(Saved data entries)
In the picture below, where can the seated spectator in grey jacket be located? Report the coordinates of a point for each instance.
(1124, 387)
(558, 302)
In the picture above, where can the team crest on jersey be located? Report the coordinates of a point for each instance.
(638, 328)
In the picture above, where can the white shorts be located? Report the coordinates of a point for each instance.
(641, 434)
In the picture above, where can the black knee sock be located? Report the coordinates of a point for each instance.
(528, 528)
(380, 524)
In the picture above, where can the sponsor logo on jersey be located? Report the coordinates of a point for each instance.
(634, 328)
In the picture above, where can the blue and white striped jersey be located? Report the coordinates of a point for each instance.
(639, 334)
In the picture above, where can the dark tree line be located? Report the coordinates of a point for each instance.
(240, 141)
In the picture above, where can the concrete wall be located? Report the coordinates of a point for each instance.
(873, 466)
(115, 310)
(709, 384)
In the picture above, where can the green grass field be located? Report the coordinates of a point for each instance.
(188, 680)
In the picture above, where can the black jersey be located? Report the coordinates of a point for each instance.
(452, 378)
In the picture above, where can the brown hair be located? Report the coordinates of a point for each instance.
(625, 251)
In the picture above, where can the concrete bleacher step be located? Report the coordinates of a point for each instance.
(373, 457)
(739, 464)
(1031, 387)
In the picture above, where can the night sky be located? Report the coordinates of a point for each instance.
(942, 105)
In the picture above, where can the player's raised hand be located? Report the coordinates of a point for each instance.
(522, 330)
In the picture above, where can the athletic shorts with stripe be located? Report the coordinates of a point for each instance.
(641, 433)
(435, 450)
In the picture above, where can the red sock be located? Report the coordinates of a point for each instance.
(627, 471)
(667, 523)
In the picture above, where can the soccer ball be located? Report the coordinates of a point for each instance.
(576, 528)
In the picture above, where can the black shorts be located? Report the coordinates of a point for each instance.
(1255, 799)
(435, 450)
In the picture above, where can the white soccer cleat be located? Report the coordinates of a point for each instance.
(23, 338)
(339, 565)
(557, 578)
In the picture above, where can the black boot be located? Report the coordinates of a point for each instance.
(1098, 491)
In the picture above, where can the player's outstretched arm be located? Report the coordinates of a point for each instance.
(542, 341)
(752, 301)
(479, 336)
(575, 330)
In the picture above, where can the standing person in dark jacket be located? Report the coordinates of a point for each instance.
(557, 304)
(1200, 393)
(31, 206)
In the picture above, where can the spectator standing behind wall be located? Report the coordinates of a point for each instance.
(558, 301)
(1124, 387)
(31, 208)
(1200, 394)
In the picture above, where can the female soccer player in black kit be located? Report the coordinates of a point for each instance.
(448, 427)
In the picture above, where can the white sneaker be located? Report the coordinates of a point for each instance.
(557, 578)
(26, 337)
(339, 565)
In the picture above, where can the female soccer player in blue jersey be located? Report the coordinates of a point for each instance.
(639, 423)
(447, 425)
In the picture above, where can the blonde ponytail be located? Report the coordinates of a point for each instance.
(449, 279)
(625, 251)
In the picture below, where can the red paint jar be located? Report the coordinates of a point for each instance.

## The exercise
Reproduce every one of the rows above word for word, without changing anything.

## Solution below
In the picture below, where can the seated spectator in grey jacket be located? Report the coordinates of a point for each instance.
(1124, 387)
(558, 302)
In the picture above, where can the team crest on jersey be located? Report the coordinates of a point for each instance.
(638, 328)
In the picture above, where can the white shorts be located? Report the coordinates of a point for each instance.
(641, 434)
In the picture above, where can the black knee sock be located? Report the coordinates of a point for each instance.
(528, 528)
(380, 524)
In the picture above, where can the sponsor logo on jersey be located? Report the coordinates of a point for each instance.
(634, 328)
In the picture above, where can the blue and white striped jersey be located? Report the coordinates of a point for each instance.
(639, 334)
In the picture above, where can the dark tree line be located? Report the coordinates of a point for each instance.
(240, 141)
In the picture above, where can the concrete wall be located? Report the coordinates of a point for each instance.
(873, 466)
(115, 310)
(709, 384)
In the picture above, where can the green grass field be located? Report the coordinates of a point for each instance.
(188, 680)
In the picture above, where can the black jersey be located? Report the coordinates of a point for each instance.
(452, 378)
In the picture above, where can the brown hair be located? Report the coordinates of a point for each instance.
(625, 251)
In the picture above, where can the concrete bleacher step be located? Report the coordinates of a point for each instance.
(373, 457)
(739, 464)
(1031, 387)
In the picture above, where can the night sky be located? Report the coordinates of a point for each instance.
(942, 105)
In the picture above, where can the player's raised hand be located? Report the coordinates of a point for each instance.
(522, 330)
In the picture above, where can the athletic shorts with stripe be located? Report the coordinates of a point for each instance.
(641, 433)
(435, 450)
In the picture above, where can the red sock be located? Report the coordinates of a point for each instance.
(627, 471)
(667, 523)
In the picture above, where can the soccer ball be located? Report the coordinates of a point for each instance.
(576, 528)
In the picture above, where can the black shorts be located? Report the coordinates of a point for each instance.
(1255, 799)
(435, 450)
In the picture above, where can the white soccer cleat be located? Report the coordinates of a point for each instance.
(23, 338)
(339, 565)
(557, 578)
In the picture above, where can the black boot be located? Report the coordinates of a point for each instance.
(1098, 491)
In the picture above, where can the player's outstretched arm be located? Report the coordinates of a point for each instance.
(542, 341)
(752, 301)
(479, 336)
(575, 330)
In the picture above, where can the standing person in dark jacket be located? Report the coordinates of a point for each instance.
(557, 304)
(1200, 393)
(31, 206)
In the picture above, where can the spectator standing behind wall be located? Report the coordinates of a point for each instance.
(558, 301)
(1124, 387)
(31, 208)
(1200, 394)
In the picture above, where can the female soccer player in black kit be located? Report the coordinates of a point for each instance.
(448, 427)
In the picture above, where can the white sneaker be located? Report the coordinates of a point for each instance.
(557, 578)
(26, 337)
(339, 565)
In the picture above, where can the female soccer player in blue jersey be located? Report the coordinates of a point for each instance.
(639, 423)
(447, 425)
In the picture above, where can the blonde ponytail be located? Report the coordinates of a point for each instance.
(449, 279)
(625, 251)
In the picture below, where can the red paint jar be located? Report the coordinates of a point for each instance.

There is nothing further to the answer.